## [FRAGMENTO SELECCIONADO]
((
La inmigración es un fenómeno intrínseco a la condición humana, estuvo presente en su estado natural de nómada, cazador y recolector. Con el advenimiento de la agricultura y la civilización, la inmigración dejó de ser universal y se volvió un fenómeno más reducido, aunque siempre estuvo ahí.
Las causas han sido las mismas desde siempre: violencia, escasez y luego la búsqueda de estatus económico o hasta mero reconocimiento social (véase la inmigración judía a Palestina después de la fundación del estado ilegítimo de Israel, a pesar de las guerras y el repudio internacional).
En tiempos modernos y particularmente cuando hablamos de inmigración desde regiones pobres –como América latina- hacia otras más ricas –la América anglo-sajona, por ejemplo-, el caso no es distinto. Toman primacía los factores económicos y la violencia más que el reconocimiento o el prestigio: poco se gana al llegar a una cultura ajena, a la cual el inmigrante promedio es incapaz de adaptarse y en la cual deberá trabajar con mucha fuerza. Aunque esta realidad puede que esté cambiando.
Nicaragua no es excepción a estas modas regionales y tampoco son especiales los nicaragüenses cuando se trata de experimentar cambios radicales de cultura.
Muchos autores han estudiado este fenómeno desde distintas perspectivas y otros, quizá algo más inventivos, le dan cualidad de escenario y ahí retratan lo que ocurre, todo el drama y la tragedia, algunas historias más brillantes también. Con esto aumentan el impacto del mensaje: las estadísticas no te hacen llorar y tienen un límite para hacernos accionar; los rostros y los dramas, por el contrario, mueven mundos y nos queman desde adentro.
Quitando la validez o veracidad de una agenda, todos podemos estar de acuerdo que el arte (el que se toma en serio, al menos) tiene una por detrás y en este caso me gustaría señalar la obra de Carlos Fuentes titulada La frontera de cristal (1995). Esta obra está centrada en la inmigración desde México hacia los Estados Unidos, pero podemos, con seguridad, afirmar que los eventos y temáticas de la obra son aplicables a toda Latinoamérica.
Tomemos el relato que da nombre a la obra; en La frontera de cristal se relata la historia de un trabajador mexicano llevado a laburar a los Estados Unidos por un magnate mexicano. Esta situación es común a todos los países al sur del río bravo, donde el desempleo es rampante y cualquier oportunidad de laborar en el extranjero es tomada y, a su vez, los intrépidos emprendedores ven la oportunidad de ganar más dinero y acarrean como ganado a estos trabajadores hacia las manos de los empresarios usonanos.
Es la salvación de muchas familias recibir remesas del extranjero (esto se toca brevemente en el relato titulado Benito Ayala) y son tantas las personas beneficiadas que estos envíos son pilar de muchas economías; la de Nicaragua incluida.
Sin embargo, no todos tienen la oportunidad de ser llevados formalmente hacia el país norteño y toman la vía ilegal, donde personas inescrupulosas (les llaman coyotes) los manipulan. Muchos acaban muertos, otros justamente detenidos y finalmente deportados. El amparo de estos migrantes ilegales son los sectores del establecimiento político estadounidense –el partido demócrata– que abogan por la relajación de las leyes migratorias y hacen campaña por el aumento de estatus cultural de los migrantes.
))
## [DATOS SIN PROCESAR]
((
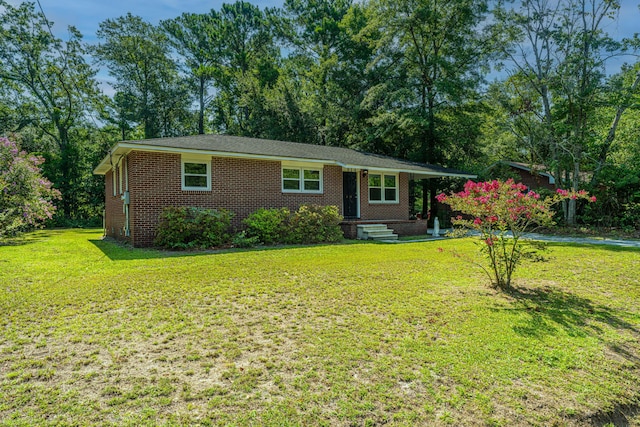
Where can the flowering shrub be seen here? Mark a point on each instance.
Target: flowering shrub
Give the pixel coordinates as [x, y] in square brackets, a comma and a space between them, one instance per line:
[25, 196]
[501, 213]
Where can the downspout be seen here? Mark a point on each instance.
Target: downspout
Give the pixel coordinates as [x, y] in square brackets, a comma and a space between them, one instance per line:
[126, 197]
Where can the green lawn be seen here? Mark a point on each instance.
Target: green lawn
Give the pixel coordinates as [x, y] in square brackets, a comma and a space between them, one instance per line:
[350, 334]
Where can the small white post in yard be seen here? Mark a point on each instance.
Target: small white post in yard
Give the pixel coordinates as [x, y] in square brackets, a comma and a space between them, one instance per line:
[436, 227]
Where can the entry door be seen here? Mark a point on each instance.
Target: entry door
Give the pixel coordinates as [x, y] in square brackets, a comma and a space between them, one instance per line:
[350, 194]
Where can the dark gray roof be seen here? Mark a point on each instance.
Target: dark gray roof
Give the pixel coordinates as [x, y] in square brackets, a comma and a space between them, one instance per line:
[265, 148]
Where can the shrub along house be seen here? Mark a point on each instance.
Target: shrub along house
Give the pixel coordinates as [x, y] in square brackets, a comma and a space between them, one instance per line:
[244, 174]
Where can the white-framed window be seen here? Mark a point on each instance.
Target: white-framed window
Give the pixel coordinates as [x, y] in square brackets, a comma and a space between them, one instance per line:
[196, 174]
[383, 188]
[301, 179]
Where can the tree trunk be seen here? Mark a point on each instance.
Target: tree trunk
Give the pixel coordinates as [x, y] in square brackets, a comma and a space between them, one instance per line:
[201, 111]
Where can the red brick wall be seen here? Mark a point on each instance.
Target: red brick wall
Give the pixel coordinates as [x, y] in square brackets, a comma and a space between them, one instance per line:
[239, 185]
[398, 210]
[114, 214]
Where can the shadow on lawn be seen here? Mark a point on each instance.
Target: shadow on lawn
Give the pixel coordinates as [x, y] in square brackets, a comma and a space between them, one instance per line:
[596, 246]
[549, 309]
[117, 251]
[27, 239]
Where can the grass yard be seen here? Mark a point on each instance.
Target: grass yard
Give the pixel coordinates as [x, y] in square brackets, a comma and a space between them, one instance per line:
[350, 334]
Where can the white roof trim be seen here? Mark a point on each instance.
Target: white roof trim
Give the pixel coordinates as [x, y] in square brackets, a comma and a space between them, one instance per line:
[123, 148]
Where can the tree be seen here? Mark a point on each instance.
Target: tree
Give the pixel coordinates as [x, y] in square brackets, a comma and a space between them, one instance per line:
[248, 65]
[439, 55]
[51, 87]
[25, 196]
[198, 40]
[558, 50]
[502, 213]
[137, 55]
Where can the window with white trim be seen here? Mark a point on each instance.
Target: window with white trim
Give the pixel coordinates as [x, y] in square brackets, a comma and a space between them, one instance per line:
[196, 174]
[383, 188]
[301, 180]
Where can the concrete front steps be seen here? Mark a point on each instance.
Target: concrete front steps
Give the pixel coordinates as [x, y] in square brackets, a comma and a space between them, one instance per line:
[375, 232]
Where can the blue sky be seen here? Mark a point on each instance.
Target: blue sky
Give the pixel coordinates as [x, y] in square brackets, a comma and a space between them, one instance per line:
[86, 15]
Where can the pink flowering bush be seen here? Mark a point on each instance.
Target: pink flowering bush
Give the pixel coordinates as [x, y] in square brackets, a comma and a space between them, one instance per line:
[501, 213]
[25, 196]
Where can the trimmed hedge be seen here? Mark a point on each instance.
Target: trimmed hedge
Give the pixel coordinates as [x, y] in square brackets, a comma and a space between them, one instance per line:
[190, 227]
[309, 224]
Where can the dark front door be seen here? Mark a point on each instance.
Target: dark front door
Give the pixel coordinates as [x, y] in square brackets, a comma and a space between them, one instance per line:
[350, 194]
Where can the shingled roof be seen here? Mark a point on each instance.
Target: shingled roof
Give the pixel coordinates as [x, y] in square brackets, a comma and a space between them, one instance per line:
[235, 146]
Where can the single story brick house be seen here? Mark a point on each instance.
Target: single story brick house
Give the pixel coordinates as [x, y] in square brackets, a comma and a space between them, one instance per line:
[245, 174]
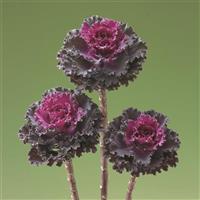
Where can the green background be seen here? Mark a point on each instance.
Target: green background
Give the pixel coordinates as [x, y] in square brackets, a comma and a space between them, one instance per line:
[33, 32]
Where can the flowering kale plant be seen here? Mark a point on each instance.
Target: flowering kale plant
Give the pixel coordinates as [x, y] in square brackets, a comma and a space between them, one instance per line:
[63, 124]
[102, 55]
[140, 142]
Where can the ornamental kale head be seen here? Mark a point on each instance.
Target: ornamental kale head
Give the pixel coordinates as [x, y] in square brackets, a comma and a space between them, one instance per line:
[103, 53]
[63, 124]
[141, 142]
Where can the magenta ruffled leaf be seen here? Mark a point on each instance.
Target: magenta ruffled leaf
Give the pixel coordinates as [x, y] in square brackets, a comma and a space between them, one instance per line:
[141, 143]
[64, 124]
[103, 53]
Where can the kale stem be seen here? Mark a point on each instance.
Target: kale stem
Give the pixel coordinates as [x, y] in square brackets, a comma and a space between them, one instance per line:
[71, 180]
[103, 160]
[131, 186]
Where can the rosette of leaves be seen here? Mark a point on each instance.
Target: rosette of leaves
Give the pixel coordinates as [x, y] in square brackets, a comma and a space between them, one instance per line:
[141, 143]
[64, 124]
[103, 53]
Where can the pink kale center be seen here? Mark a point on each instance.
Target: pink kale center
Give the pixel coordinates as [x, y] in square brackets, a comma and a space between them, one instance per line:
[104, 37]
[145, 133]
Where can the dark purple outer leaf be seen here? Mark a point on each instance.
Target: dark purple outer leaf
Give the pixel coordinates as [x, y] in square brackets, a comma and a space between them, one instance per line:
[126, 157]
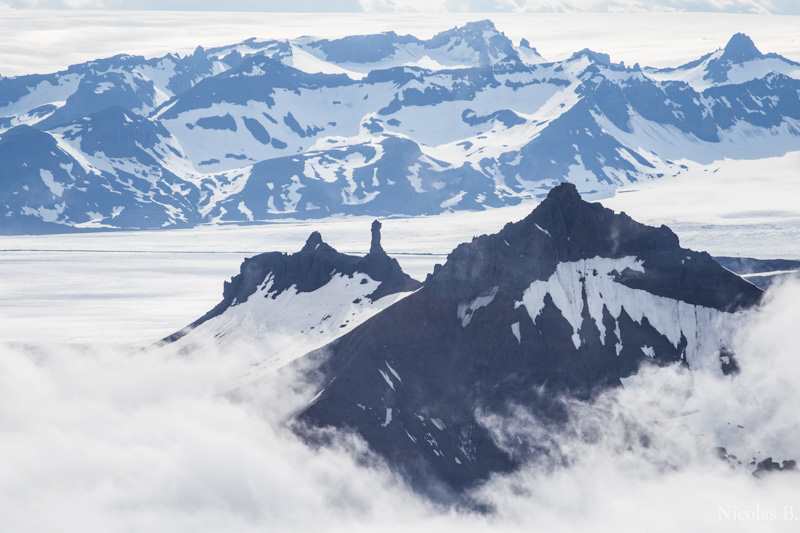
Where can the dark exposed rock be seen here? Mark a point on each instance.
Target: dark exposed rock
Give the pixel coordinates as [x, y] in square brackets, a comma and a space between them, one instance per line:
[412, 380]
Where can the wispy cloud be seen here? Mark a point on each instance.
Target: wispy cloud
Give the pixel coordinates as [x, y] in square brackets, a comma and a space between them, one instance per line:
[97, 440]
[728, 6]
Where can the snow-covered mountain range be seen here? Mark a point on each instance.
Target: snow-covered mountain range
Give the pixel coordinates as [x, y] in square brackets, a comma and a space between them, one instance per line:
))
## [TAREAS]
**A)** Enumera las causas de la inmigración que el texto sobre la inmigración menciona en la oración que comienza con "Las causas han sido las mismas desde siempre".
**B)** Imprime sin cambios el tramo del texto sobre la inmigración que va desde "En tiempos modernos" hasta "que esté cambiando.".
Las entradas provienen de una fuente distinta a la del texto sobre la inmigración.

## [RESPUESTAS POR TAREA]
**A)** Violencia; escasez; búsqueda de estatus económico; mero reconocimiento social.

**B)**
En tiempos modernos y particularmente cuando hablamos de inmigración desde regiones pobres –como América latina- hacia otras más ricas –la América anglo-sajona, por ejemplo-, el caso no es distinto. Toman primacía los factores económicos y la violencia más que el reconocimiento o el prestigio: poco se gana al llegar a una cultura ajena, a la cual el inmigrante promedio es incapaz de adaptarse y en la cual deberá trabajar con mucha fuerza. Aunque esta realidad puede que esté cambiando.